§ Tugas
Teruskan tulisan tentang langkah Paus Fransiskus menghadapi pelecehan seksual dalam Gereja, mulai sesudah kalimat terakhirnya.

§ Kutipan Halaman
^^^^^^^^
UNTUK ANAK DAN DEWASA RENTAN
Langkah Paus Fransiskus membela martabat korban dan Gereja Universal
Sahabat-sahabat terkasih dalam Kristus,
Di sore ini, sembari mendaraskan Rosario menapaki bulan Mei bersama Bunda kita, kita akan menatap satu babak kelam dalam sejarah Gereja kita: pelecehan seksual terhadap anak-anak dan orang dewasa rentan. Kejahatan yang bukan hanya menghancurkan martabat pribadi para korban, tetapi menggerogoti Gereja itu sendiri, meninggalkan bekas luka yang tak terhapuskan. Konon, tugas ini telah sejak semula menjadi “tugas” bagi kepemimpinan Paus Fransiskus sendiri. Untuk memahami arti penting langkah-langkah Paus, kita perlu sejenak menoleh ke belakang.
Sebelum Jorge Mario Bergoglio menduduki Takhta Petrus, isu pelecehan seksual telah menjadi krisis yang mengguncang pondasi institusi Gereja Katolik. Laporan-laporan dari berbagai belahan dunia mengungkap pola penyembunyian, kurangnya akuntabilitas, dan penanganan yang sering mengecewakan para korban. Budaya menutup-nutupi, kekhawatiran akan skandal, dan lemahnya mekanisme efektif untuk menindaklanjuti kasus, menciptakan lingkungan yang permisif bagi para pelaku dan menyengsarakan para korban. Suara-suara para penyintas terabaikan, keadilan hanya samar-samar terdengar.
^^^^^^^^
§ Data untuk Analisis

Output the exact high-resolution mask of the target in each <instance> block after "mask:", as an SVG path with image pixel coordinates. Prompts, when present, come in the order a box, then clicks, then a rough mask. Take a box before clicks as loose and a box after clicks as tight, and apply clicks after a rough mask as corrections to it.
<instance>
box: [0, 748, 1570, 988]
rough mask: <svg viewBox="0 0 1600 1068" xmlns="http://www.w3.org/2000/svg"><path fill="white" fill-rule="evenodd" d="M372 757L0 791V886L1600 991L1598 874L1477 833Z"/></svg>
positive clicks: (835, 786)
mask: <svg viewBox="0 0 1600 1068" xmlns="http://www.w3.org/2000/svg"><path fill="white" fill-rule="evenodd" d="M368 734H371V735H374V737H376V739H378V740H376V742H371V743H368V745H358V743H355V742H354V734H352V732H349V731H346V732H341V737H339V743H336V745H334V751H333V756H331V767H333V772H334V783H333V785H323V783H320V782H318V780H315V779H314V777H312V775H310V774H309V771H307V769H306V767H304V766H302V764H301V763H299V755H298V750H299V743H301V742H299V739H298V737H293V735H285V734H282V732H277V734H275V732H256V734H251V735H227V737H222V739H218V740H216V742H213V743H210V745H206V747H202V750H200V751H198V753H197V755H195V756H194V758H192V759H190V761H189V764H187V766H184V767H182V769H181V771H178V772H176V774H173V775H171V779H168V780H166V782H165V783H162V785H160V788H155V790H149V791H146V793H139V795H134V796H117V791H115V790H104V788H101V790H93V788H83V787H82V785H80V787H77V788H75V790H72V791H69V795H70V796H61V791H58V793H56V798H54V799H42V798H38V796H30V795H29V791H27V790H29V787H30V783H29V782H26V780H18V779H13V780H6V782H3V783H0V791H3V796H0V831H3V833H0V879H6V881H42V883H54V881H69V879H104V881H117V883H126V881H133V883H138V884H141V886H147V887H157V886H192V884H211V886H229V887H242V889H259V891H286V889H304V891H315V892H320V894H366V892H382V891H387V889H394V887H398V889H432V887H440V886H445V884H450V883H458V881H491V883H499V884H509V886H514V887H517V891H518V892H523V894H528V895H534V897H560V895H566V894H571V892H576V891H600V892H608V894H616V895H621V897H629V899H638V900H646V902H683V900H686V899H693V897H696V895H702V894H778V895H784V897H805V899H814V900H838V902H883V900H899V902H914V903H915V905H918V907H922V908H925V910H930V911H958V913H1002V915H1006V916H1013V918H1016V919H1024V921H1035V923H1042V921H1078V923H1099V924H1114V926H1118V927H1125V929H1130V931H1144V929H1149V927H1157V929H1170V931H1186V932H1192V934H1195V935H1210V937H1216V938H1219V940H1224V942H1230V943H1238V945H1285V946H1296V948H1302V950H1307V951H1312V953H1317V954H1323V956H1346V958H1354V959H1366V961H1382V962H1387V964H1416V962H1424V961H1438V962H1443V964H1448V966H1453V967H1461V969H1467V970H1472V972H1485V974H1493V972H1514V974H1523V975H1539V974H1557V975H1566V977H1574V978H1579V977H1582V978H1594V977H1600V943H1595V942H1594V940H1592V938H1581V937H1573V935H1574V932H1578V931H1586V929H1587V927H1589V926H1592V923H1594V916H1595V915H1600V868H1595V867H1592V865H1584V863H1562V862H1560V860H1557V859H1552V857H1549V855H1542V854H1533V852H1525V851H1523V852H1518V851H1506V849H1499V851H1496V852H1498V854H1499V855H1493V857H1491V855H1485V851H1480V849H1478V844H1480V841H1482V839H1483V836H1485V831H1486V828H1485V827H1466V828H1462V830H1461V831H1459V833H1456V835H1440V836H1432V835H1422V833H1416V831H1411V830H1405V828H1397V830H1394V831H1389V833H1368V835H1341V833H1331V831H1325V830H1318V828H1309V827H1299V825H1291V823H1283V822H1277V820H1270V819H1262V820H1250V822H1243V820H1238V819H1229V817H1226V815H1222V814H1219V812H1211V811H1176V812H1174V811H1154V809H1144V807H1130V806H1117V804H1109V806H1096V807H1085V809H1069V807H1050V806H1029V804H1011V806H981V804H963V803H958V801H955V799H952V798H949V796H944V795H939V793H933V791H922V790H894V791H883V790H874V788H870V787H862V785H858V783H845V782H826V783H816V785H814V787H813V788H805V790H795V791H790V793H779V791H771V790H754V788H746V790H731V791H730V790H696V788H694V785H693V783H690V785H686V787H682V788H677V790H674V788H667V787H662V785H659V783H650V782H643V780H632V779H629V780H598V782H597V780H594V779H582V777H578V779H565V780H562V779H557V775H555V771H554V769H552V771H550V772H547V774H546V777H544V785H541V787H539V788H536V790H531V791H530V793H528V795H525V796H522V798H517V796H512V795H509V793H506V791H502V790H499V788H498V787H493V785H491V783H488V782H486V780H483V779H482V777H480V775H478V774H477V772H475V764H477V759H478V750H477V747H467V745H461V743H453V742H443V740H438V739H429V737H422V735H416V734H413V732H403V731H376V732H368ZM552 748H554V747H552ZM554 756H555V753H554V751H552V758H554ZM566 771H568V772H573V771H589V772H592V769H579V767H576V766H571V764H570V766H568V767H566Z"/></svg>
^^^^^^^^
§ Hasil Latihan
Langkah-langkah Bapa Suci
Terpilihnya Paus Fransiskus membawa angin perubahan. Ia sejak awal mengambil langkah-langkah bukan hanya untuk menangani, melainkan menata sistem agar kejahatan tersebut dapat dilenyapkan (semoga!) dari dalam Gereja Universal. Langkah-langkah sistematis dan runtut yang diambil Paus dapat diringkas sebagai berikut:
a. Pengakuan dan Permintaan Maaf Awal: Sejak awal pontifikatnya pada Maret 2013, Paus Fransiskus secara terbuka mengakui skandal pelecehan seksual dan menyampaikan permintaan maaf kepada para korban. Tindakan ini dilakukan dalam berbagai konteks, termasuk homili, audiensi umum, dan konferensi pers.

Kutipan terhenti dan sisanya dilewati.